▶ DATASET ENTRIES:
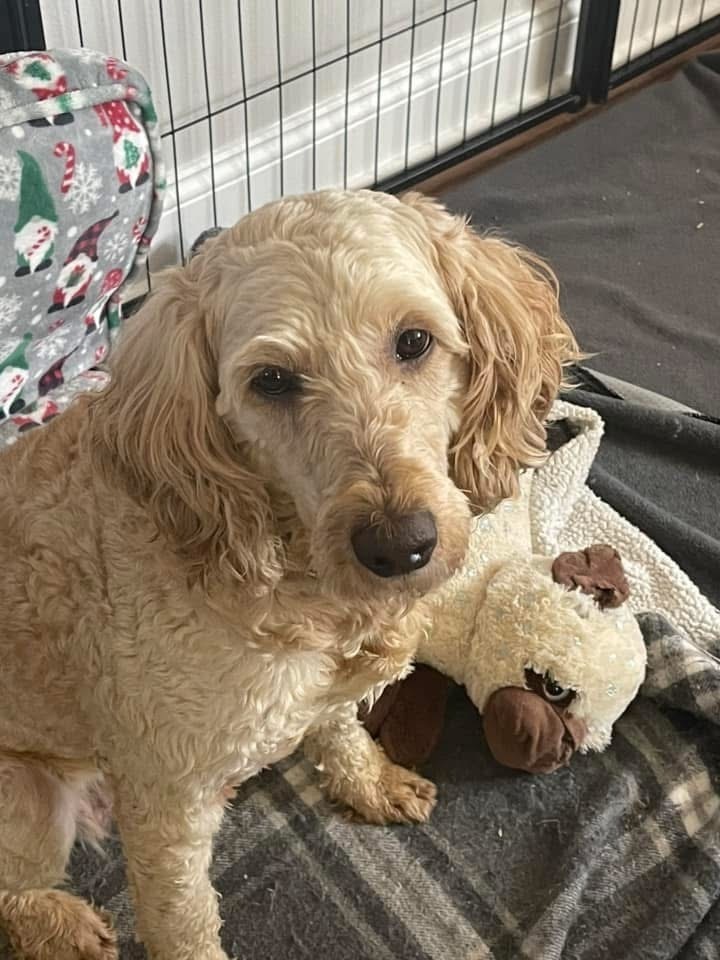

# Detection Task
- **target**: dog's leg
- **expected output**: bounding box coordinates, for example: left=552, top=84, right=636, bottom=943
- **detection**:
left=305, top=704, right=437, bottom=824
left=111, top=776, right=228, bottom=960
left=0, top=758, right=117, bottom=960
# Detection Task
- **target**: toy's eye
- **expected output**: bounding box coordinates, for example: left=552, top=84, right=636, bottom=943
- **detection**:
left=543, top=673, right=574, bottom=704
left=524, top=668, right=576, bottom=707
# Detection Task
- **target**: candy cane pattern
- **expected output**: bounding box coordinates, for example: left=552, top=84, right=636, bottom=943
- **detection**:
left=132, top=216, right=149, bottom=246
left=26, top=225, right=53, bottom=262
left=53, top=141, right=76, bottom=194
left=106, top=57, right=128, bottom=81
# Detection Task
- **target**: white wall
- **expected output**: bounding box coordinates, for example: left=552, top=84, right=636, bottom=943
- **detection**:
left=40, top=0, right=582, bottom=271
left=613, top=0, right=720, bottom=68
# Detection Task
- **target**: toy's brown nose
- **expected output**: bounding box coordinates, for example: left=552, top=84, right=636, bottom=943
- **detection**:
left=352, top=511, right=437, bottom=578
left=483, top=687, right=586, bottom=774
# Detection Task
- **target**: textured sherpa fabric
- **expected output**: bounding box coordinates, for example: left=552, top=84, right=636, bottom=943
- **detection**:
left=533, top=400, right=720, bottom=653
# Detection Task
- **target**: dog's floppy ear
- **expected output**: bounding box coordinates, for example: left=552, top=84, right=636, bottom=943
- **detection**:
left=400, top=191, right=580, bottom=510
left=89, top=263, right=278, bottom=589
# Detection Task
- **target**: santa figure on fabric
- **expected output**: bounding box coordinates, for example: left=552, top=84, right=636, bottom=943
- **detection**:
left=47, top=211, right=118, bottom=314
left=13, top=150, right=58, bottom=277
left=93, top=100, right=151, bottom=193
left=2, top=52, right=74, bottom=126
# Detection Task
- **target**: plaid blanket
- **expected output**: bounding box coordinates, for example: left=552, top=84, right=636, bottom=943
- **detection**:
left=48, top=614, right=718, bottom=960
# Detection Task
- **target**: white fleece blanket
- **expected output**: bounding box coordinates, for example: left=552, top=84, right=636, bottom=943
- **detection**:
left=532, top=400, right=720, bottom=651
--
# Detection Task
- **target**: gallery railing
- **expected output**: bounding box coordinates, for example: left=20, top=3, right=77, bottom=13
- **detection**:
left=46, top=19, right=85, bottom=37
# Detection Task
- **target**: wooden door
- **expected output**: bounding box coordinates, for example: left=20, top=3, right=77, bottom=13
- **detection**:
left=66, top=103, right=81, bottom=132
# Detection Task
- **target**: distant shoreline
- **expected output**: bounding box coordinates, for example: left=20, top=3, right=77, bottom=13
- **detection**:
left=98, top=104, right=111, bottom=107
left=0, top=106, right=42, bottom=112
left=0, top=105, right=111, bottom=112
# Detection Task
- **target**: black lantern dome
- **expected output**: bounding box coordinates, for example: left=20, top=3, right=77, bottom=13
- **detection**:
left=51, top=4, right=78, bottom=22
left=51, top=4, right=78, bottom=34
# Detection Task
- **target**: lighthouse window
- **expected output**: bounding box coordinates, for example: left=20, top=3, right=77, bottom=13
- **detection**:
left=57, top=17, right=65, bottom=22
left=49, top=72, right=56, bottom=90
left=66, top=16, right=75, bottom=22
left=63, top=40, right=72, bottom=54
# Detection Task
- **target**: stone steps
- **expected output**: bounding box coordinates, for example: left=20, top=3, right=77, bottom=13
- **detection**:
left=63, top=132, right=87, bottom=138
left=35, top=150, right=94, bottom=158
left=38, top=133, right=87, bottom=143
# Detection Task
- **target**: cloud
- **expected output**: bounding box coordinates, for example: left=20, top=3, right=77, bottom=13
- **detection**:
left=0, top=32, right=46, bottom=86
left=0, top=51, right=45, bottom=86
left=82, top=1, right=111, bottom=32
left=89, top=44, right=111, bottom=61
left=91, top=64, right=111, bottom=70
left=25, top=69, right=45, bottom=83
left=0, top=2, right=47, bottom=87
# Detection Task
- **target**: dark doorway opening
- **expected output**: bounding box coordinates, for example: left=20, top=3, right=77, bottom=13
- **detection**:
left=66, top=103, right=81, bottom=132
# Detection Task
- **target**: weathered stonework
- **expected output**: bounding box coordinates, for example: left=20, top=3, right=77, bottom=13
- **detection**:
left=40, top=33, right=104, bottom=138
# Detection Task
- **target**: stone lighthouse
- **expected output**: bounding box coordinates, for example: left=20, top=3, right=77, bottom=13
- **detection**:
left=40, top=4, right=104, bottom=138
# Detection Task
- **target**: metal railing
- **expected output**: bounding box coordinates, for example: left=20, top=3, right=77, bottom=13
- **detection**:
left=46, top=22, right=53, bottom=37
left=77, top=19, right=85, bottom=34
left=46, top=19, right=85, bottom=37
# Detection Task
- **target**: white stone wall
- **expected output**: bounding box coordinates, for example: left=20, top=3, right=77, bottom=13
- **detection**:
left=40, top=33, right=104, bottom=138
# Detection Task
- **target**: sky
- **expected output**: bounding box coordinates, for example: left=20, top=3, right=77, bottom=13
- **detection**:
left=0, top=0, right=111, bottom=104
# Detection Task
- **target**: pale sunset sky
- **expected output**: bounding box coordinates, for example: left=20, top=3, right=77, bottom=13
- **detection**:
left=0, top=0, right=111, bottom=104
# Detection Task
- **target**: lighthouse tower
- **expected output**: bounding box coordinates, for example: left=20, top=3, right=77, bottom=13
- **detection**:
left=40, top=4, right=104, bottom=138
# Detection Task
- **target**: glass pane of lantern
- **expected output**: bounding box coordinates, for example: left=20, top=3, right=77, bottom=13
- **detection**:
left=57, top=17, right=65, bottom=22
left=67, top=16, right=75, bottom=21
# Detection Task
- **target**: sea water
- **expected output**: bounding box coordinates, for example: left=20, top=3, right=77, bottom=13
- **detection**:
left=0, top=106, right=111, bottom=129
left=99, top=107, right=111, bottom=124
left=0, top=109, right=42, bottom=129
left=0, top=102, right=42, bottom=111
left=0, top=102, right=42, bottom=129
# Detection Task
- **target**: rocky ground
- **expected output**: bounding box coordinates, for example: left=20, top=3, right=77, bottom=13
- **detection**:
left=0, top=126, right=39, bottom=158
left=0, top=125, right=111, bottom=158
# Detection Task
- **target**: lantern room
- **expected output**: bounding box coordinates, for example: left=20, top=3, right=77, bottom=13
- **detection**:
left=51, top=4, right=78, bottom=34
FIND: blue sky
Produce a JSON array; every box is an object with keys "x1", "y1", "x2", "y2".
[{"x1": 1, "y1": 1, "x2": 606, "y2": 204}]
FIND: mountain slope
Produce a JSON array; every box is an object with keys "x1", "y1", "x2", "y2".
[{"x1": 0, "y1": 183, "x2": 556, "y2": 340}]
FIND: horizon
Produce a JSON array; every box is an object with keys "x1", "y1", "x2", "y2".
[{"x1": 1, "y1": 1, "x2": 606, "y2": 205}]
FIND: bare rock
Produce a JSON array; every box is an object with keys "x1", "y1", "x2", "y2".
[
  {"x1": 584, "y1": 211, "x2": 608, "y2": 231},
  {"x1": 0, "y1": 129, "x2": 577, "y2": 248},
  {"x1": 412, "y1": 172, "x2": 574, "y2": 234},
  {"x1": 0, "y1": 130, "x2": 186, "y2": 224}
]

▶ YOUR INSTRUCTIONS: Exactly how many lines in the data above hold "FIND"? State that number only.

▶ THE ANSWER: 4